From the first line to the last, return the data exactly as written.

[Data items]
◇ ◇ ◇ ◇
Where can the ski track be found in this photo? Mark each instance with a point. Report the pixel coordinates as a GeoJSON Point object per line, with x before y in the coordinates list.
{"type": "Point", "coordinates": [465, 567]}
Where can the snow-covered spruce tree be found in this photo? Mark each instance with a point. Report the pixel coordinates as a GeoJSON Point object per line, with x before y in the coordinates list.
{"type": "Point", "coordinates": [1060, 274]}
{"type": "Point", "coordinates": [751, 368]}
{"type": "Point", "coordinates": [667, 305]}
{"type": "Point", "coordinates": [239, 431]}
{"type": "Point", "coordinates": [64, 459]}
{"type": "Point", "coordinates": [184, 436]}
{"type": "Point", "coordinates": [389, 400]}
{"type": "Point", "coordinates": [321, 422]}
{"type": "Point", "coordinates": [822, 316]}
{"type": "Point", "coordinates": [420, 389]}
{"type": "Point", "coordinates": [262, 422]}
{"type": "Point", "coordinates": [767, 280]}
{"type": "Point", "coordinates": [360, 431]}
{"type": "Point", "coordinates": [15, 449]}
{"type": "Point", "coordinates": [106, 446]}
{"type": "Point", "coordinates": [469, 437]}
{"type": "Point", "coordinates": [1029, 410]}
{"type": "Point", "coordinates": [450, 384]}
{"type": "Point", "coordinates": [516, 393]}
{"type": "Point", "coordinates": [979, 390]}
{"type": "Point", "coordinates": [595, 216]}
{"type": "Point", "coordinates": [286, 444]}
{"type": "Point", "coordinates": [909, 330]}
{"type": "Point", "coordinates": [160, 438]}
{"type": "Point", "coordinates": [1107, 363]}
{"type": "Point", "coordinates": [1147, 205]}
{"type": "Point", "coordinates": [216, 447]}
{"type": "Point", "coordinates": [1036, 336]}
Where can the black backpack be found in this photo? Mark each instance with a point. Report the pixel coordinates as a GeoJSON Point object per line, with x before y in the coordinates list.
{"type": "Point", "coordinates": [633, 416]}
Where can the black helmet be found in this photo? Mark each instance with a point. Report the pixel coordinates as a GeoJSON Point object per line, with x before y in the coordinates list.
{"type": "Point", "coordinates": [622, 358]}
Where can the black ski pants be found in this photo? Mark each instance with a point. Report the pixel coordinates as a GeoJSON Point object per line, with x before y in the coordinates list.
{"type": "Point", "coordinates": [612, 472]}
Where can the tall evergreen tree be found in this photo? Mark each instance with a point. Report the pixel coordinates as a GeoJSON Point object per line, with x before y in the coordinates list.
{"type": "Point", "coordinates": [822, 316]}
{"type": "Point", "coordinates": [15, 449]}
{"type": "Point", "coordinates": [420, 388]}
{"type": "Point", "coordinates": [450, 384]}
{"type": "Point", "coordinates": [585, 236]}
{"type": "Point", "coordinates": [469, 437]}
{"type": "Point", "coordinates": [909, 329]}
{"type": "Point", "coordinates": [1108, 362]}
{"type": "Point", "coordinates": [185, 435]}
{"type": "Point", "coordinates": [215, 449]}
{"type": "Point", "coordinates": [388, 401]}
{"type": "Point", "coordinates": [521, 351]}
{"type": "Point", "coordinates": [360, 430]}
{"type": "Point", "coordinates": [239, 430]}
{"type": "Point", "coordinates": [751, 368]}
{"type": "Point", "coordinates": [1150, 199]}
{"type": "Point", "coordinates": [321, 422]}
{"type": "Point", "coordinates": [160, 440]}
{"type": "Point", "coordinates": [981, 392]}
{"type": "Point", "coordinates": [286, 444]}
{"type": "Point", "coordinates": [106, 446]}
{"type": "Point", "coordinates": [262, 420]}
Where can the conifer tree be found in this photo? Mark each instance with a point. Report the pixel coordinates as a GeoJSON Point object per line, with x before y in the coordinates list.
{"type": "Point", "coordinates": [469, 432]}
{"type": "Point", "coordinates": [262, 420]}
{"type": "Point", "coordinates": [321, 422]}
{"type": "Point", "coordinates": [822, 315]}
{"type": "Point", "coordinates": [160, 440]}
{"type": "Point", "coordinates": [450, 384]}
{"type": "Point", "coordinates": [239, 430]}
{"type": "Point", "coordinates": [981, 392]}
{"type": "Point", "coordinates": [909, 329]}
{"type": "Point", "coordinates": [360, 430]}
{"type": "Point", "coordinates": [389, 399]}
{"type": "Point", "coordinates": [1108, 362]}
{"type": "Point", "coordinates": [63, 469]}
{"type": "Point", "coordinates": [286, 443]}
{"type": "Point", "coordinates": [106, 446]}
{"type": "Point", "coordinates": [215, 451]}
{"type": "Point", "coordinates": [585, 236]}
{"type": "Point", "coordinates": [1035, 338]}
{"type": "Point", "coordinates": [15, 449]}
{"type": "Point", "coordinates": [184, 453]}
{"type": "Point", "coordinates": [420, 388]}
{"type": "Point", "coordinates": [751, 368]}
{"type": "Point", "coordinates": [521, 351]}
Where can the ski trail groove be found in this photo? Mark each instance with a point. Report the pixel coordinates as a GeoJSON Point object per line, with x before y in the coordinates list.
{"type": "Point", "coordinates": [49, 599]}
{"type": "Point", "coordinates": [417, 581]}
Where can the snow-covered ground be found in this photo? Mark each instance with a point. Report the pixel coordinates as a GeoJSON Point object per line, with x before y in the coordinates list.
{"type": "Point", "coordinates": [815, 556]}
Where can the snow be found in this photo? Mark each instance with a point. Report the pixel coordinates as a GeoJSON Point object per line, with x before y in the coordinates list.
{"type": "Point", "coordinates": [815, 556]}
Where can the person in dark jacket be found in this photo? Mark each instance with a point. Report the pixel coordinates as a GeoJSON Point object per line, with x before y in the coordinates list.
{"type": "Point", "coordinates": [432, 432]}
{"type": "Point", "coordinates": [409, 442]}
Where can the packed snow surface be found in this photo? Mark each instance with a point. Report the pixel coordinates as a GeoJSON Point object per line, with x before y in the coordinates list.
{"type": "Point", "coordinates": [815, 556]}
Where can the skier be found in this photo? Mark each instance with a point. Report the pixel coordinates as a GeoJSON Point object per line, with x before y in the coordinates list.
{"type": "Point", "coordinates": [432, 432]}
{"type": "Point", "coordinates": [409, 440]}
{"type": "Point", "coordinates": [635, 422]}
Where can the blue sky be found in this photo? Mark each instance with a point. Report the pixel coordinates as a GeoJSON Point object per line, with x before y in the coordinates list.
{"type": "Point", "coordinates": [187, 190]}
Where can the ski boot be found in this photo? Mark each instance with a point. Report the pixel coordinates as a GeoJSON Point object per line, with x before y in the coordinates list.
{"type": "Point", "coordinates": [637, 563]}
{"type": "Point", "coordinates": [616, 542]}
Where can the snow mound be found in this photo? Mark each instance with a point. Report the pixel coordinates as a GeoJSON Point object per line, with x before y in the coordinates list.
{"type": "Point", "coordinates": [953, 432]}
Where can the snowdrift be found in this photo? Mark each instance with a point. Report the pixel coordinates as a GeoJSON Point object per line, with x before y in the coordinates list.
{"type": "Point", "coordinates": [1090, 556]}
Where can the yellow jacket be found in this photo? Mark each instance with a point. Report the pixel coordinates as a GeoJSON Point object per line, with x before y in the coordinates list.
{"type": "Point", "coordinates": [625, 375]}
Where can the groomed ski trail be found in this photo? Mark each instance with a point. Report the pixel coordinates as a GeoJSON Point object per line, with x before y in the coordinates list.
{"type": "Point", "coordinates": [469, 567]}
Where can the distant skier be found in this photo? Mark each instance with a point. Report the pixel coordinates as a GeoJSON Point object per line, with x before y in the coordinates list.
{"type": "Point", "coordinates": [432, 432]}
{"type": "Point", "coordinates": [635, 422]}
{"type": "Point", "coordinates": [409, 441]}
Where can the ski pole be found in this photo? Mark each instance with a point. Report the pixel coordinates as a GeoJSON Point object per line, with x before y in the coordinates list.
◇ ◇ ◇ ◇
REPLY TO THE EXERCISE:
Where can the ski track be found in this photo? Mark each instance with a point. Report the pixel coordinates as a GeoJSON Point object per line, with x before y in the coordinates list.
{"type": "Point", "coordinates": [465, 567]}
Where can the snow-covered spruce tree be found in this photo? Mark each instance with a point. Report the pixel coordinates as a GeoJSON Point object per line, with x before y in the coordinates list.
{"type": "Point", "coordinates": [1060, 274]}
{"type": "Point", "coordinates": [751, 368]}
{"type": "Point", "coordinates": [667, 305]}
{"type": "Point", "coordinates": [239, 431]}
{"type": "Point", "coordinates": [64, 459]}
{"type": "Point", "coordinates": [184, 436]}
{"type": "Point", "coordinates": [389, 400]}
{"type": "Point", "coordinates": [321, 422]}
{"type": "Point", "coordinates": [822, 316]}
{"type": "Point", "coordinates": [420, 389]}
{"type": "Point", "coordinates": [262, 422]}
{"type": "Point", "coordinates": [767, 280]}
{"type": "Point", "coordinates": [360, 431]}
{"type": "Point", "coordinates": [15, 449]}
{"type": "Point", "coordinates": [106, 446]}
{"type": "Point", "coordinates": [469, 437]}
{"type": "Point", "coordinates": [1029, 410]}
{"type": "Point", "coordinates": [450, 384]}
{"type": "Point", "coordinates": [516, 393]}
{"type": "Point", "coordinates": [979, 390]}
{"type": "Point", "coordinates": [595, 216]}
{"type": "Point", "coordinates": [286, 444]}
{"type": "Point", "coordinates": [909, 330]}
{"type": "Point", "coordinates": [160, 438]}
{"type": "Point", "coordinates": [1107, 363]}
{"type": "Point", "coordinates": [1147, 205]}
{"type": "Point", "coordinates": [216, 447]}
{"type": "Point", "coordinates": [1036, 336]}
Where can the black backpack be found in this photo? Mark each instance with a point. Report the pixel coordinates as a GeoJSON Point object per line, with x before y in the coordinates list.
{"type": "Point", "coordinates": [633, 416]}
Where can the black helmet be found in this photo? Mark each instance with a point. Report the pixel coordinates as a GeoJSON Point object per line, with x before y in the coordinates list.
{"type": "Point", "coordinates": [622, 358]}
Where can the black ski pants be found in this photo? Mark each instance with a point. Report the pixel coordinates as a GeoJSON Point object per line, with x before y in the coordinates list.
{"type": "Point", "coordinates": [612, 472]}
Where can the tall evergreen tree be found in this photo? Mark each instance with a point. Report the pixel coordinates as a GeoJSON Point object per line, with x before y in the coordinates list.
{"type": "Point", "coordinates": [822, 316]}
{"type": "Point", "coordinates": [15, 449]}
{"type": "Point", "coordinates": [420, 388]}
{"type": "Point", "coordinates": [450, 384]}
{"type": "Point", "coordinates": [585, 236]}
{"type": "Point", "coordinates": [469, 437]}
{"type": "Point", "coordinates": [909, 329]}
{"type": "Point", "coordinates": [1108, 362]}
{"type": "Point", "coordinates": [185, 435]}
{"type": "Point", "coordinates": [215, 449]}
{"type": "Point", "coordinates": [388, 401]}
{"type": "Point", "coordinates": [521, 351]}
{"type": "Point", "coordinates": [360, 430]}
{"type": "Point", "coordinates": [239, 430]}
{"type": "Point", "coordinates": [751, 368]}
{"type": "Point", "coordinates": [1150, 199]}
{"type": "Point", "coordinates": [321, 422]}
{"type": "Point", "coordinates": [160, 440]}
{"type": "Point", "coordinates": [981, 392]}
{"type": "Point", "coordinates": [286, 444]}
{"type": "Point", "coordinates": [106, 446]}
{"type": "Point", "coordinates": [262, 420]}
Where can the conifer tree be found in this photo? Mark each instance with a point. Report the pixel coordinates as a GeoJSON Point object per line, with x before y in the coordinates list.
{"type": "Point", "coordinates": [469, 432]}
{"type": "Point", "coordinates": [262, 420]}
{"type": "Point", "coordinates": [321, 422]}
{"type": "Point", "coordinates": [822, 315]}
{"type": "Point", "coordinates": [160, 440]}
{"type": "Point", "coordinates": [450, 384]}
{"type": "Point", "coordinates": [239, 430]}
{"type": "Point", "coordinates": [981, 392]}
{"type": "Point", "coordinates": [909, 329]}
{"type": "Point", "coordinates": [360, 430]}
{"type": "Point", "coordinates": [389, 399]}
{"type": "Point", "coordinates": [1108, 362]}
{"type": "Point", "coordinates": [63, 469]}
{"type": "Point", "coordinates": [286, 443]}
{"type": "Point", "coordinates": [106, 446]}
{"type": "Point", "coordinates": [215, 451]}
{"type": "Point", "coordinates": [585, 236]}
{"type": "Point", "coordinates": [1035, 338]}
{"type": "Point", "coordinates": [15, 449]}
{"type": "Point", "coordinates": [184, 453]}
{"type": "Point", "coordinates": [420, 388]}
{"type": "Point", "coordinates": [751, 368]}
{"type": "Point", "coordinates": [521, 351]}
Where can the ski trail groove be found in this photo? Mark each instance with a point. Report the pixel coordinates as a GeoJSON Point object per line, with x before y in the coordinates list.
{"type": "Point", "coordinates": [49, 599]}
{"type": "Point", "coordinates": [417, 581]}
Where can the snow-covered ground be found in this photo? Mark each instance with a point. Report the pixel coordinates as a GeoJSON Point object per line, with x before y in the coordinates list.
{"type": "Point", "coordinates": [815, 556]}
Where can the snow be found in this photo? Mark each instance with a point. Report the pixel coordinates as a GeoJSON Point object per line, with x before y in the coordinates list.
{"type": "Point", "coordinates": [815, 556]}
Where can the person in dark jacket be found in this photo? Mark each instance with a point. Report the pixel coordinates as a GeoJSON Point object per line, with x before y in the coordinates list.
{"type": "Point", "coordinates": [432, 432]}
{"type": "Point", "coordinates": [409, 442]}
Where can the packed snow surface be found in this photo? Mark each instance with a point. Report the pixel coordinates as a GeoJSON Point object per line, with x before y in the coordinates list.
{"type": "Point", "coordinates": [815, 556]}
Where can the skier be found in this photo? Mark each instance with a point. Report the pixel coordinates as a GeoJSON Point object per line, with x before y in the coordinates list.
{"type": "Point", "coordinates": [432, 432]}
{"type": "Point", "coordinates": [409, 440]}
{"type": "Point", "coordinates": [635, 422]}
Where can the blue sky be found in this photo? Mark each instance with a point. Report the pixel coordinates as a GeoJSON Point object per line, with x before y in the coordinates list.
{"type": "Point", "coordinates": [187, 190]}
Where can the ski boot be found in this photo? Mark each instance with a point. Report the pixel coordinates as a GeoJSON Point object per line, with x before y in the coordinates list.
{"type": "Point", "coordinates": [637, 563]}
{"type": "Point", "coordinates": [616, 542]}
Where can the snow mound be found in this photo? Mark each instance with a point. Report the pixel coordinates as a GeoJSON Point object per line, with x before y in the coordinates list.
{"type": "Point", "coordinates": [953, 432]}
Where can the snowdrift be found in this photo? Mark each instance with a point. Report the pixel coordinates as a GeoJSON Point object per line, with x before y in the coordinates list.
{"type": "Point", "coordinates": [1090, 556]}
Where can the yellow jacket be found in this photo? Mark each instance with a point. Report the pixel coordinates as a GeoJSON Point object per line, with x before y in the coordinates list.
{"type": "Point", "coordinates": [625, 375]}
Where can the groomed ski trail be found in this photo? Mark each instance with a point. Report the pixel coordinates as a GeoJSON Point object per line, with x before y in the coordinates list.
{"type": "Point", "coordinates": [469, 567]}
Where can the distant skier be found in this photo? Mark each instance with a point. Report the pixel coordinates as a GeoJSON Point object per line, with x before y in the coordinates list.
{"type": "Point", "coordinates": [432, 432]}
{"type": "Point", "coordinates": [635, 422]}
{"type": "Point", "coordinates": [409, 441]}
Where can the ski pole be found in this photo? Mark each instance with a point. Report the pixel coordinates as a GeoJSON Point object per line, with x before y in the coordinates list.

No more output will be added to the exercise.